Locate each row below that contains the word "sneaker", and copy every such row in full.
—————
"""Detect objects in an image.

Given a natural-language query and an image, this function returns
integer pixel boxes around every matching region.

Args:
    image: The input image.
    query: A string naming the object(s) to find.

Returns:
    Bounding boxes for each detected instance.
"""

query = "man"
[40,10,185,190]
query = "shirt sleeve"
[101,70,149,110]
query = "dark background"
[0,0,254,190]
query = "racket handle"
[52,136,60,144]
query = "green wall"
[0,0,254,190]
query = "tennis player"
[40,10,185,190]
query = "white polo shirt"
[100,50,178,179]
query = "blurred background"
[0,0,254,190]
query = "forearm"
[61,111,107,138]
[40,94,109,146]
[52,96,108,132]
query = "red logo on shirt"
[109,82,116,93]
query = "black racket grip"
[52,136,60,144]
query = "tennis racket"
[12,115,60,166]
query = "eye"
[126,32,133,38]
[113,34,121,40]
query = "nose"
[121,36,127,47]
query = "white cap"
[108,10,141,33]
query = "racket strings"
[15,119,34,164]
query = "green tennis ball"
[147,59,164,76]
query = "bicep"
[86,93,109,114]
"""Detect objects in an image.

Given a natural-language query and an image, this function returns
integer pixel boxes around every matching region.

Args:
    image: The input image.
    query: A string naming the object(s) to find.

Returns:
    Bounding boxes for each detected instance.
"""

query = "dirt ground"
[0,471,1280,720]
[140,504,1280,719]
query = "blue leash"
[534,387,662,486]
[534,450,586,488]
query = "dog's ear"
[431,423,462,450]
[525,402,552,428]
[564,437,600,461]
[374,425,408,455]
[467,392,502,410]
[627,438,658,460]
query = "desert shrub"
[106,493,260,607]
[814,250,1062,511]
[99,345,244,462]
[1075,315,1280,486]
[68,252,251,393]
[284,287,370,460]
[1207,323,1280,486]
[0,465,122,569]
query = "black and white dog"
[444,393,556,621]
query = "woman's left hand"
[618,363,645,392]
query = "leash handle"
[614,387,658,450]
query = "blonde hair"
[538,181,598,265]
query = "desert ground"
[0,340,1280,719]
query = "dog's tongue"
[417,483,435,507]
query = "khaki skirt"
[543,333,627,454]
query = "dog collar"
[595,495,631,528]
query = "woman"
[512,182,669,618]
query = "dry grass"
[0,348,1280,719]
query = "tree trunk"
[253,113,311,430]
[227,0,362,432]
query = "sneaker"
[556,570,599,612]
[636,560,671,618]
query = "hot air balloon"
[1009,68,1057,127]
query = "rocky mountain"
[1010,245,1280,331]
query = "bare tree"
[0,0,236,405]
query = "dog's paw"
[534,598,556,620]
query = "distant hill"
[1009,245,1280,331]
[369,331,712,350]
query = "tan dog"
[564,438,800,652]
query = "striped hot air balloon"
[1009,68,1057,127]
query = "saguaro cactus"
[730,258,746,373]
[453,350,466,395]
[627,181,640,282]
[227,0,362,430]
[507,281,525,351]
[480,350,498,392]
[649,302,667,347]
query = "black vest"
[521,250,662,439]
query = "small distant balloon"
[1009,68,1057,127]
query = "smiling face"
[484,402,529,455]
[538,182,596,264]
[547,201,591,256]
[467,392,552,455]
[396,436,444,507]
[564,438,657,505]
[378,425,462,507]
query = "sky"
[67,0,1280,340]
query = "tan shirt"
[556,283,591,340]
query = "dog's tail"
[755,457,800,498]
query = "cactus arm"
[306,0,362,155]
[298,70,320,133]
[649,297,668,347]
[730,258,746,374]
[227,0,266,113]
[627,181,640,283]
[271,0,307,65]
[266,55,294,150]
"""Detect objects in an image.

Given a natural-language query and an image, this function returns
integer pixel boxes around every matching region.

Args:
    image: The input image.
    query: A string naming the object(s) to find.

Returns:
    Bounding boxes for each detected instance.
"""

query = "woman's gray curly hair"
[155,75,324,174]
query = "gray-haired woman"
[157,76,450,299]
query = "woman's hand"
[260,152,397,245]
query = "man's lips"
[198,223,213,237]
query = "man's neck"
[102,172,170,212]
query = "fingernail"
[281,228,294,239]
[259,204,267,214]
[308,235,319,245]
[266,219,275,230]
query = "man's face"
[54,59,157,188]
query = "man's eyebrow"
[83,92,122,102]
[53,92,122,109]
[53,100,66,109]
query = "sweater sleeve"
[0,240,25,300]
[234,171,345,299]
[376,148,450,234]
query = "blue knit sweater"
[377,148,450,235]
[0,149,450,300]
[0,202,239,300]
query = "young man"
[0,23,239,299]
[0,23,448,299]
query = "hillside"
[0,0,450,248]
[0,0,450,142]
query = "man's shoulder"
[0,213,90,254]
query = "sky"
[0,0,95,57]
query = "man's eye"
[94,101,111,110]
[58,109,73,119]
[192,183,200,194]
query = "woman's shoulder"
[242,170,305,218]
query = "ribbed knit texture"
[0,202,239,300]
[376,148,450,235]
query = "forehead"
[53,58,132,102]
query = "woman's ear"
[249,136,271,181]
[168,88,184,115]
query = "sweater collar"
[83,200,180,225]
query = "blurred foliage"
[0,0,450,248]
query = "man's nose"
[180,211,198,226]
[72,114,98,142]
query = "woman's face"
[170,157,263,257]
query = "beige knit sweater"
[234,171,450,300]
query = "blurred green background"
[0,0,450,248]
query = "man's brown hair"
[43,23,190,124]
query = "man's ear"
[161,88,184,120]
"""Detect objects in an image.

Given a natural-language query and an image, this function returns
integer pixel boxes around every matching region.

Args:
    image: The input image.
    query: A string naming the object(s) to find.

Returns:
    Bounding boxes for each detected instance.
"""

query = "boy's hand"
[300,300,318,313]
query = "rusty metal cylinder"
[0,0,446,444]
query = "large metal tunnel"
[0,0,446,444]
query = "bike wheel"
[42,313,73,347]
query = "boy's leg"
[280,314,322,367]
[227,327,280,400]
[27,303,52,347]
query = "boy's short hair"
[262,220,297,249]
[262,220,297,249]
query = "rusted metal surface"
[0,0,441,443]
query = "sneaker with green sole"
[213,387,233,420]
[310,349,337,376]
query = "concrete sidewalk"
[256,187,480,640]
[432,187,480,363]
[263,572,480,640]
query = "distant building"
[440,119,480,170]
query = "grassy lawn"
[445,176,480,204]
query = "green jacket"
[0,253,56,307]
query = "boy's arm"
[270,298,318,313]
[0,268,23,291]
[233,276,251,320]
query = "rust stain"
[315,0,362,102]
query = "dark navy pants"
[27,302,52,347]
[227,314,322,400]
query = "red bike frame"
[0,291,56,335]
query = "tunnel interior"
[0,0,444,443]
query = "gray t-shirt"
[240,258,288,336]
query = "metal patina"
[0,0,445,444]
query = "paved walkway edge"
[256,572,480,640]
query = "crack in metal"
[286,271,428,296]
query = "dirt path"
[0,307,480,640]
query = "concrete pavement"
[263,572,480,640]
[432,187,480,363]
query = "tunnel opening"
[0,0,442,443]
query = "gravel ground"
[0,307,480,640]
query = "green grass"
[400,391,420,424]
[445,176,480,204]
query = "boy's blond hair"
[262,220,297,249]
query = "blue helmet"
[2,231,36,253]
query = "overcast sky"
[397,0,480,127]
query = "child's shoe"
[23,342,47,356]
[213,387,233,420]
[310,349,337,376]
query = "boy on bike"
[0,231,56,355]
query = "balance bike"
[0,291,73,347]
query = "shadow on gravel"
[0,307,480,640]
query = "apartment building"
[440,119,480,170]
—————
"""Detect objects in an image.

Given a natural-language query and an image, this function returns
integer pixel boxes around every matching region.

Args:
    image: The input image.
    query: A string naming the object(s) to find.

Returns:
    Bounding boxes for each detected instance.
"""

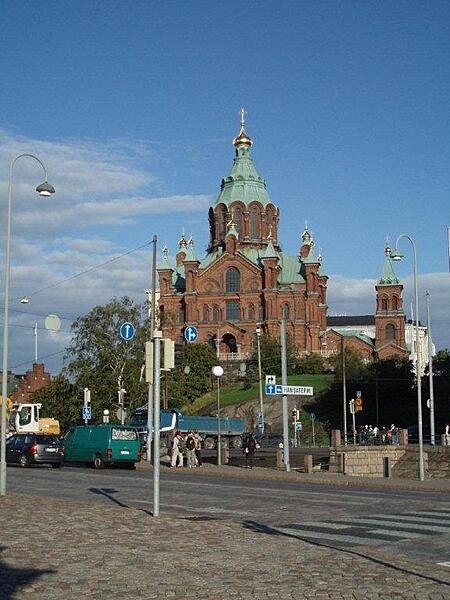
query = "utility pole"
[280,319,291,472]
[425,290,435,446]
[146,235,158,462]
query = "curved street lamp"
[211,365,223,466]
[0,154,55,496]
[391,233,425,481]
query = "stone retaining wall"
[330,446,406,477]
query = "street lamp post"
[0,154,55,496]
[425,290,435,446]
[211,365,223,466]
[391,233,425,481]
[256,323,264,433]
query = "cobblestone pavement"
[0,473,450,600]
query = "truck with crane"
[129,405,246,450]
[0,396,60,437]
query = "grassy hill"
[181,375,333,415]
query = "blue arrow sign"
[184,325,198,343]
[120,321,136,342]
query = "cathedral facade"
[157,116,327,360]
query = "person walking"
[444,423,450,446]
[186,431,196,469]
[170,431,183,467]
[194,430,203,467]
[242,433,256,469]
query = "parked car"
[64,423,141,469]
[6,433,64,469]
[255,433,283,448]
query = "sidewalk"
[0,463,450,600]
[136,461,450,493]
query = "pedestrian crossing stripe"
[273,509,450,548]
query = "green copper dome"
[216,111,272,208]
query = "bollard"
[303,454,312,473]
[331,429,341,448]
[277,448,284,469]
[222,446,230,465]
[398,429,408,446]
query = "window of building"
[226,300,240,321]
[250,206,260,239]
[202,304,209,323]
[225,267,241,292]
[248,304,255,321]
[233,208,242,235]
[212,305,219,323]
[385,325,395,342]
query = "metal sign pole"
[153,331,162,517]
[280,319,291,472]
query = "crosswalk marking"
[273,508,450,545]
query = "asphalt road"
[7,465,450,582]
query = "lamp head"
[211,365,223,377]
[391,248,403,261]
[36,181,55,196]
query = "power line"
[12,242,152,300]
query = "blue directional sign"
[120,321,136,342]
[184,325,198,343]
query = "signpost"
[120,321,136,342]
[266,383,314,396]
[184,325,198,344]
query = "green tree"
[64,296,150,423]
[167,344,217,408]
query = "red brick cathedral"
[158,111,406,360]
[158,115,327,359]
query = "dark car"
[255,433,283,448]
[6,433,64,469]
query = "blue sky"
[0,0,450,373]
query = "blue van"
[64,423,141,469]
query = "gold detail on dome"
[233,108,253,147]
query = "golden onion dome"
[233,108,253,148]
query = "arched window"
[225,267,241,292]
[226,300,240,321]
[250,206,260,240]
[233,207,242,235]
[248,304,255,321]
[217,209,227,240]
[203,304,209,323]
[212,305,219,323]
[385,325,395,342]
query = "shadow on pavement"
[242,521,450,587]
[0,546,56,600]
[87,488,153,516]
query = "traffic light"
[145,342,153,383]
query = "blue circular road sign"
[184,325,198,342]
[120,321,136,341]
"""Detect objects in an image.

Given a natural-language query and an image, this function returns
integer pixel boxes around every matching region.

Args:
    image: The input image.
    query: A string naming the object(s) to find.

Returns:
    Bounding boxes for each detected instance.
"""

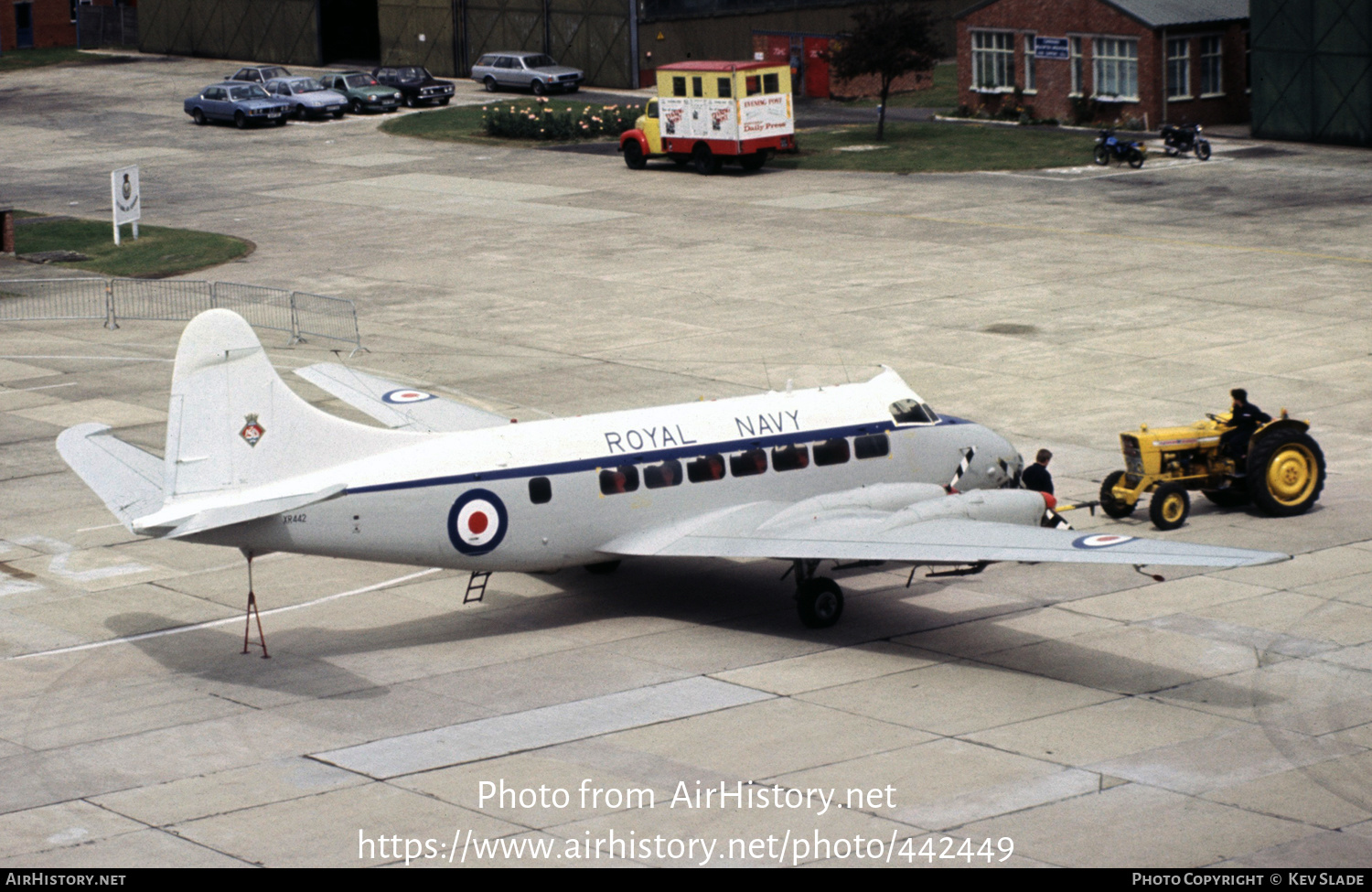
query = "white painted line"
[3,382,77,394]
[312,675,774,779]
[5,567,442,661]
—————
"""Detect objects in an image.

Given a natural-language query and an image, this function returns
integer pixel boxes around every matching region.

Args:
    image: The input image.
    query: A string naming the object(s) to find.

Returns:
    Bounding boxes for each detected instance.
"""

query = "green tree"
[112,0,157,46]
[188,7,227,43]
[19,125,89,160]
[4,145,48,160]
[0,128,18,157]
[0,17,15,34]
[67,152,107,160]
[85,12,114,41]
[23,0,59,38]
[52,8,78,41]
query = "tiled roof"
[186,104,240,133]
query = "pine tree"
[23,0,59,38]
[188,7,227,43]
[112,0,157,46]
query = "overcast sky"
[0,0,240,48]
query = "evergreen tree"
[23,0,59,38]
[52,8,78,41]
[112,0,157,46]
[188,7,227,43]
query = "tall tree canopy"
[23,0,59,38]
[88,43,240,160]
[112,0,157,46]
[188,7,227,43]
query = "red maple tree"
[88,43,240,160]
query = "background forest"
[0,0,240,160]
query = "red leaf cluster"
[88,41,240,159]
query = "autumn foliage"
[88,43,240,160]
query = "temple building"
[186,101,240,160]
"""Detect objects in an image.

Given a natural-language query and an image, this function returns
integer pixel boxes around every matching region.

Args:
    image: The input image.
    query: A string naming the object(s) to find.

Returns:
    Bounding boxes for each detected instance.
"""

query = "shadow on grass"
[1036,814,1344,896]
—————
Exercise result>
query = "sneaker"
query = "sneaker with green sole"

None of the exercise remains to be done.